**WRITTEN TASK:** Which lines of the records contain the word "granite"? Pick out each one and copy it.

**SOURCE MATERIAL:**
----------

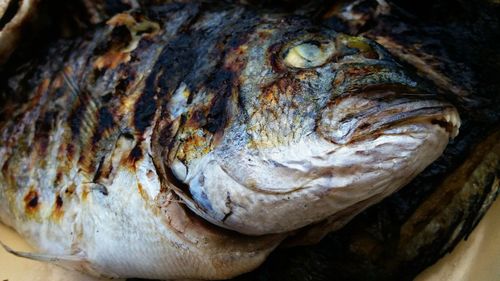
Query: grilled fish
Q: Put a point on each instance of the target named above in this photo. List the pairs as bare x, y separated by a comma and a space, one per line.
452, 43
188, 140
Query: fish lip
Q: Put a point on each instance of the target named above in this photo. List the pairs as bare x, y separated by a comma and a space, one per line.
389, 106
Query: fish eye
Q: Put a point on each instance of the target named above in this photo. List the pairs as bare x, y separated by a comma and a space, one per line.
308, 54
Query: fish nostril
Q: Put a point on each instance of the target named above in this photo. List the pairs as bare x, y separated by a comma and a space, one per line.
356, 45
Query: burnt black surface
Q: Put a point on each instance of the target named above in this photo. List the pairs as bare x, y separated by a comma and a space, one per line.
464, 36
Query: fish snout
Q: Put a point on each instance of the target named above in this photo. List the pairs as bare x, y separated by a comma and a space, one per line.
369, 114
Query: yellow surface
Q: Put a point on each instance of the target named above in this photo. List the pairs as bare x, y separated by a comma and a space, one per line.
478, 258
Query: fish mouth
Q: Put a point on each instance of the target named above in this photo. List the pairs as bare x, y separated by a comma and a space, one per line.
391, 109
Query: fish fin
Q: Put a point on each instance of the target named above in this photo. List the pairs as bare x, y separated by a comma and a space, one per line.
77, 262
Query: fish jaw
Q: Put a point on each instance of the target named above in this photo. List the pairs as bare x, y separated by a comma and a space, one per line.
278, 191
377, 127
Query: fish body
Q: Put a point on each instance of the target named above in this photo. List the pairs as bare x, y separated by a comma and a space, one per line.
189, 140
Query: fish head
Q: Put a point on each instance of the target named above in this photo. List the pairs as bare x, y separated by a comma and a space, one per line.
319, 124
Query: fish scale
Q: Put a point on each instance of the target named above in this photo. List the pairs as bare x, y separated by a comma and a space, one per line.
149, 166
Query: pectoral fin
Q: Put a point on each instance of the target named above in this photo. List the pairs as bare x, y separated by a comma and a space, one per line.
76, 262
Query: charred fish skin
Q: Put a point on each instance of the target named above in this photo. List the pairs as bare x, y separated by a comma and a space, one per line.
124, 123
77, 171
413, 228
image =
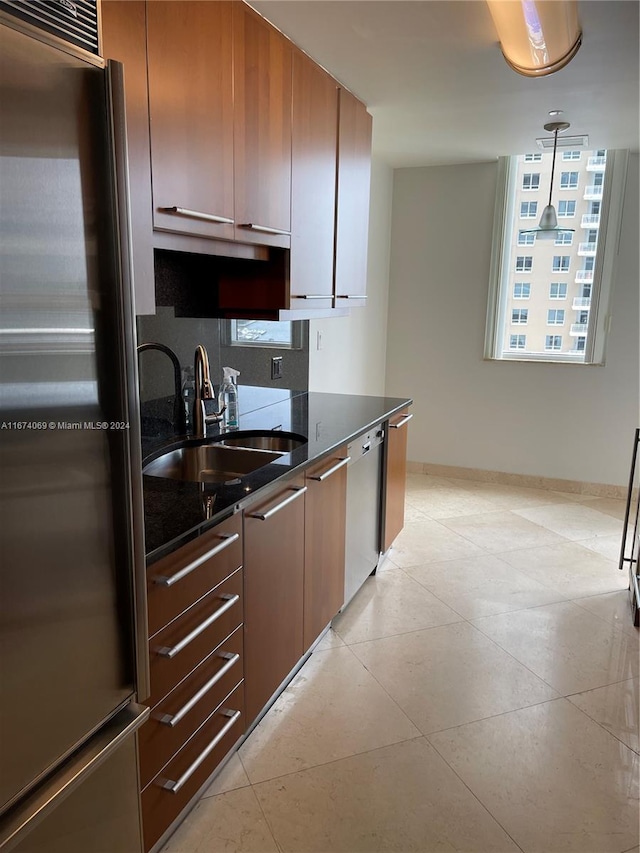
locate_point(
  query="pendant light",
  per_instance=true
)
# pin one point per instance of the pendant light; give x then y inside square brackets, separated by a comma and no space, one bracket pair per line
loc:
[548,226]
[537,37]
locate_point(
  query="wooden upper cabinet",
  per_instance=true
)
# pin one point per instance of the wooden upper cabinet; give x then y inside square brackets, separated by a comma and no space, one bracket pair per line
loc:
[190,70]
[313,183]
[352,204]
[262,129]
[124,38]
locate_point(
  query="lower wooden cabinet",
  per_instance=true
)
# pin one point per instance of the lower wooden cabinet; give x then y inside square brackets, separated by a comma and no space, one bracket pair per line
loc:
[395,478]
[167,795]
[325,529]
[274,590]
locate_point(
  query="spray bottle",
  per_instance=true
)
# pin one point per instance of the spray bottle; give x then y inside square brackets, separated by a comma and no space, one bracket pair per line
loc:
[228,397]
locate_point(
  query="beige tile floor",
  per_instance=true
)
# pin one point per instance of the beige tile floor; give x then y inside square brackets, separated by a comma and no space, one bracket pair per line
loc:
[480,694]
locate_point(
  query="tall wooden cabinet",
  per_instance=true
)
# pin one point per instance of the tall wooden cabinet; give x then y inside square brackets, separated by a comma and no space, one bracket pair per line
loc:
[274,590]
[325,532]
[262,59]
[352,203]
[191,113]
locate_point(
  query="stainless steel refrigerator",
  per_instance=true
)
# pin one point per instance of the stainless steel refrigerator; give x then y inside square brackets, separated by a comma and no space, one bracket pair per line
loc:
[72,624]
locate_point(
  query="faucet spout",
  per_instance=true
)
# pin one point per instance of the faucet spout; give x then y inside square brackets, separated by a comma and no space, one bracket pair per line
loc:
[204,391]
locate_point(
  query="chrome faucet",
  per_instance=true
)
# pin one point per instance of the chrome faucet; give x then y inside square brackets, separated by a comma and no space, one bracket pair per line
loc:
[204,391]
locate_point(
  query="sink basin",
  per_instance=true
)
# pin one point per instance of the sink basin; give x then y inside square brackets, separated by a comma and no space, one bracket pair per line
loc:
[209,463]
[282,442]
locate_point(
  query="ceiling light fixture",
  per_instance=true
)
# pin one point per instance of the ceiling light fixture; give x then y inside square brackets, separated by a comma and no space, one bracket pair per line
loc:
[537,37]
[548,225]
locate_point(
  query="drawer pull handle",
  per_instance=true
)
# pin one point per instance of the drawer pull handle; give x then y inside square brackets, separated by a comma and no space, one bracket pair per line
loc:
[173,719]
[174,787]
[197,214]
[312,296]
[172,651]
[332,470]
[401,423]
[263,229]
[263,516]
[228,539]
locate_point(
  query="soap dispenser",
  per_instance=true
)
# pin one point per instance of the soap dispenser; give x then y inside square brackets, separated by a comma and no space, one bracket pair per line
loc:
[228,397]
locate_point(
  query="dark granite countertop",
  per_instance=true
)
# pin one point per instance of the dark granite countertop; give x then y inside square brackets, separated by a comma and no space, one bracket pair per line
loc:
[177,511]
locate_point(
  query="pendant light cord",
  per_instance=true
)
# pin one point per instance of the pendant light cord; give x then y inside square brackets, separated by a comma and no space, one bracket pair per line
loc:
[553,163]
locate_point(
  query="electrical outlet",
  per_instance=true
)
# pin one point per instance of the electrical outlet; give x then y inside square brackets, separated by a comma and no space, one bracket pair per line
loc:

----------

**SOLUTION FOR THIS PROBLEM:**
  query="dark granite countertop",
# pin one point per instance of the dark granite countertop; give x then y inside square brackets, separated by a comma and no space, one bracket pair per line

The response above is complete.